**Problem**
Would you repeat each of the lines below exactly?
━━━━━━━━━━━━━━━━
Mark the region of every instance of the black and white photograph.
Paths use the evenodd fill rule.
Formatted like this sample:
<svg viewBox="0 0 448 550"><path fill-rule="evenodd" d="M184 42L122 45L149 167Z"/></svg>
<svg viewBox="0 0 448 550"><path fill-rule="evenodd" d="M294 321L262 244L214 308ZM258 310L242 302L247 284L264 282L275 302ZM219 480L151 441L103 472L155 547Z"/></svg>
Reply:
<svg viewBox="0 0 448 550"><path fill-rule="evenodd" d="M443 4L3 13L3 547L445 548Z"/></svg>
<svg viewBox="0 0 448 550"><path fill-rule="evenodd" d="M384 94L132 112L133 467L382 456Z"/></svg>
━━━━━━━━━━━━━━━━
**Solved problem**
Mark the region of every instance of the black and white photograph.
Paths use the evenodd fill rule.
Formatted like this sample:
<svg viewBox="0 0 448 550"><path fill-rule="evenodd" d="M184 42L122 45L149 167Z"/></svg>
<svg viewBox="0 0 448 550"><path fill-rule="evenodd" d="M294 321L262 244L214 308ZM258 310L242 302L247 284L264 282L275 302ZM219 480L151 441L103 472L155 547Z"/></svg>
Reply:
<svg viewBox="0 0 448 550"><path fill-rule="evenodd" d="M443 4L3 13L3 547L445 548Z"/></svg>
<svg viewBox="0 0 448 550"><path fill-rule="evenodd" d="M384 94L132 112L133 467L382 456Z"/></svg>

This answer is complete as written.